> **WHAT NEEDS TO BE DONE**
Give every line back verbatim, dropping all images.

** Start TASK MATERIAL **

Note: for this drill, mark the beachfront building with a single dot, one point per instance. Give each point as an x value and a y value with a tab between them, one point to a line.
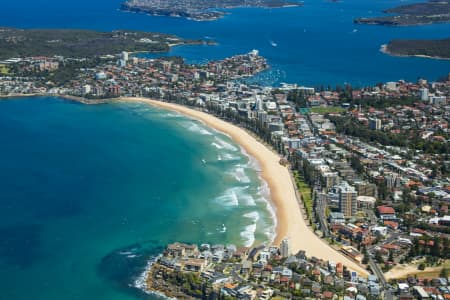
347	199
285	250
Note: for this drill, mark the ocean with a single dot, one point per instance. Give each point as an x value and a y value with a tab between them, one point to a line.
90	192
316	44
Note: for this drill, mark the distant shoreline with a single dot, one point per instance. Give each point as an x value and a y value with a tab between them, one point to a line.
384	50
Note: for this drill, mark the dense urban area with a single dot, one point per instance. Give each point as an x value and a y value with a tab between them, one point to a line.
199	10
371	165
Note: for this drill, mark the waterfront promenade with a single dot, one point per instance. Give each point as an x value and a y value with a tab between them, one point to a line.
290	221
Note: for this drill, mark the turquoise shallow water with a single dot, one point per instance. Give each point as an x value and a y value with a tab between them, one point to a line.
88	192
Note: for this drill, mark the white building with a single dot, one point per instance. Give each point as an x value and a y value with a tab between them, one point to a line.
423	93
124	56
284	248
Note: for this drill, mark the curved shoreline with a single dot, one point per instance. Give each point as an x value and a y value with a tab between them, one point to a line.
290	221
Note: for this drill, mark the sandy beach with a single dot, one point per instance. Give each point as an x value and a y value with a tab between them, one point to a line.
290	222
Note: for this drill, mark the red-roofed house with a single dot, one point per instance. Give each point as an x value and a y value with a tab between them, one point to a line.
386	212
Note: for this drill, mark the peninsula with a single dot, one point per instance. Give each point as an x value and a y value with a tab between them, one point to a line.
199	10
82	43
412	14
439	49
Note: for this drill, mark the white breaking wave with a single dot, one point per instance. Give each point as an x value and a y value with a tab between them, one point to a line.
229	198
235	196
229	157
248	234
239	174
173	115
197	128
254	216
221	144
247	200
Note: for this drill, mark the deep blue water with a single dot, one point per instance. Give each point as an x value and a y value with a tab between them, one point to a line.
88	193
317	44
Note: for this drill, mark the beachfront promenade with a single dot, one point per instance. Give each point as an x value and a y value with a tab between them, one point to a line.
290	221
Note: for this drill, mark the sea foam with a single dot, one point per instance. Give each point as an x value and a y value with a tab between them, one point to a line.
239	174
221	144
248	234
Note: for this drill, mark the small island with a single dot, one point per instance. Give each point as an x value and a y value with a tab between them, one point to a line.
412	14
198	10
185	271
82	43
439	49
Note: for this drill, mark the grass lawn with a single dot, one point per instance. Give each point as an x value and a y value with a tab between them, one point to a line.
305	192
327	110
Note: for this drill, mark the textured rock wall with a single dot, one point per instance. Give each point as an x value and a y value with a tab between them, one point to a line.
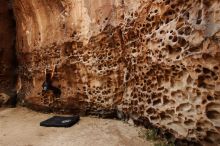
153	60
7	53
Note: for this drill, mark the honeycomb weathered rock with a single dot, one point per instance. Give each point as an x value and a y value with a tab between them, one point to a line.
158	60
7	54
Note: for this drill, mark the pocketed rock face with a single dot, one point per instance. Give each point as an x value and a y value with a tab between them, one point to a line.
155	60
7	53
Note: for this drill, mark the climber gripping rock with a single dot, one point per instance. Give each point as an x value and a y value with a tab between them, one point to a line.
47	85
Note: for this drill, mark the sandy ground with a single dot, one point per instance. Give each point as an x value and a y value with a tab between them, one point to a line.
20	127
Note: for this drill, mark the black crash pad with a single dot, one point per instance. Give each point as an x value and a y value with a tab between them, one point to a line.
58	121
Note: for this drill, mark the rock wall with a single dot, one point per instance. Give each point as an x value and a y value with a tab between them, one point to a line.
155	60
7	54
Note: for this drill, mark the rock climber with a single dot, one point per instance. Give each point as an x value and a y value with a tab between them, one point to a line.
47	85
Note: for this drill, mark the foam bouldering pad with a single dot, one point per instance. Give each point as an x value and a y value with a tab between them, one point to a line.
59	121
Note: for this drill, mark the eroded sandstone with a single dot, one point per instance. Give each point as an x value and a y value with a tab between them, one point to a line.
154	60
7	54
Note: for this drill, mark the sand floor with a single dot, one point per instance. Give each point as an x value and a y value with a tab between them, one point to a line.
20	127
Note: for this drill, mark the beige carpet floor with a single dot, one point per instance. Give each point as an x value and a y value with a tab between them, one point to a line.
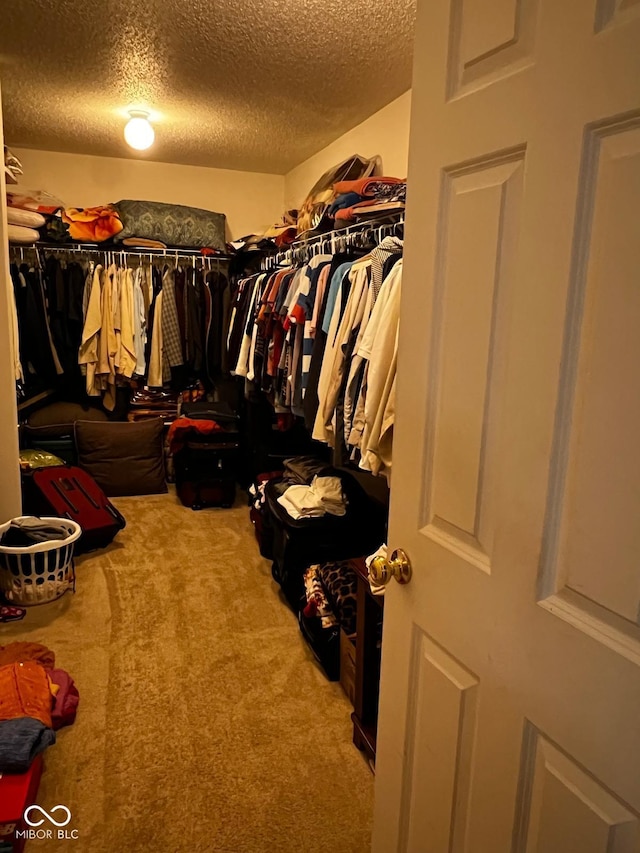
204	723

** End TASK MATERIAL **

> **EXERCISE SOLUTION**
Note: for this drill, mark the beachfront building with a single dot, one point per instance. Give each point as an x value and a y value with a tab between them, one point to a line.
347	199
285	250
Note: for this drill, mark the ocean with a single dot, one point per instance. Give each point as an x value and a y value with a tab between them, one point to a line.
90	192
316	44
Note: for this drill, mark the distant shoreline with a single dot, one point per instance. Give each point as an x value and a y value with a tab between them, one point to a line.
384	50
Note: for this drill, mark the dense urban area with a single dot, one point per instance. Give each point as an x value and a y value with a tab between them, one point to a line.
199	10
371	165
Note: for this drill, mark the waterfront promenade with a single dot, one point per instance. Give each point as an x value and a y value with a tab between them, one point to a line.
290	221
Note: for this drill, mark the turquoise shallow water with a single dot, one point per instance. Give each point as an x value and a y value with a tab between them, one point to a line.
88	192
Note: for this drill, mark the white building with a single dot, one point per instance. Give each point as an x value and a y value with a tab between them, one point to a line.
423	93
124	56
284	248
Note: for this drill, mark the curved shoreline with a single dot, one point per instance. Give each point as an x value and a y value with a tab between them, one point to a line.
290	221
Note: for this drill, mark the sandy beach with a single dot, one point per instance. Give each point as an x value and a y value with a tab between them, one point to a line.
290	222
Note: for this drill, mark the red-roofed house with a single dot, one point per instance. Give each point as an x value and a y value with a tab between them, one point to a line.
386	212
Note: for this drill, mark the peninsula with a single dot, one point per instance. Give each point as an x value and a y value with a tab between them, one point to a line.
199	10
82	43
412	14
439	49
Note: for this drill, mark the white breaking wave with a single dot, one point per instance. Give each point as an x value and a y value with a tab between them, one point to a line.
229	198
235	196
229	157
248	234
239	174
173	115
197	128
254	216
221	144
247	200
Note: for this drill, mark the deep blue water with a single dot, one point per instance. Give each point as an x value and a y value with a tab between them, one point to a line.
88	193
317	44
Note: for this drill, mark the beachfront promenade with a single dot, one point per instance. Give each point as an x value and a y value with a tab between them, one point to a line.
290	221
Note: for this drill, mark the sea foam with a single dot, one point per instance. Give each point as an x value and a y value with a tab between them, one point to a line.
239	174
221	144
248	234
Note: for this drill, mark the small island with a single dot, one point per instance. Give each point as an x value and a y value with a tab between them, one point to a line.
412	14
198	10
185	271
82	43
439	49
Note: for this drill, mark the grass lawn with a single dot, one point per instance. Give each point as an x value and a y value with a tab between them, one point to a line.
305	192
327	110
Note: for this drill, mark the textured rock wall with a single dot, one point per instance. Give each point as an x value and a y value with a tab between them, one point to a line.
153	60
7	53
Note: for this drill, mark the honeycomb weathered rock with a single dot, one point per instance. Give each point as an x value and a y value with a tab between them, one point to a line.
158	60
7	54
Note: for this drill, mark the pocketed rock face with a single dot, one point per instance. Give each point as an x value and a y value with a tab between them, one point to a line.
155	60
7	53
Note: for this drill, mark the climber gripping rock with a single dot, one point per instance. Give each point as an x value and a y value with a tab between them, one point to a line.
47	85
Note: for this drill, mark the sandy ground with a single dot, one point per instance. Give each point as an x value and a y value with a tab between them, one point to a line.
20	127
Note: for this drill, mark the black crash pad with a single dot, one point per instance. Give each point as an x value and a y value with a tab between them, one point to a line.
58	121
Note: for this drill, mark the rock wall with a single dot, one point per instance. Give each point as an x value and a y value with a tab between them, one point to a line.
155	60
7	54
Note: for this drill, mark the rock climber with a single dot, one point per instance. Give each point as an x value and a y value with a tab between them, one point to a line.
47	85
Note: for this drill, mark the foam bouldering pad with a single dot, one point per instance. Give each point as an x value and a y value with a tab between them, one point to a line.
59	121
Note: for this drill, mark the eroded sandstone with a single dot, one point per instance. Give each point as an x value and a y value with a tab between them, one point to a line.
154	60
7	54
Note: for this drill, mark the sand floor with a single dot, one point per instance. Give each point as an x value and a y value with a tab between them, one point to a line.
20	127
Note: for this drill, mark the beige carpet floor with a single dot, one point per instance. Give each point as an x value and a y value with a tab between them, one point to a line.
204	723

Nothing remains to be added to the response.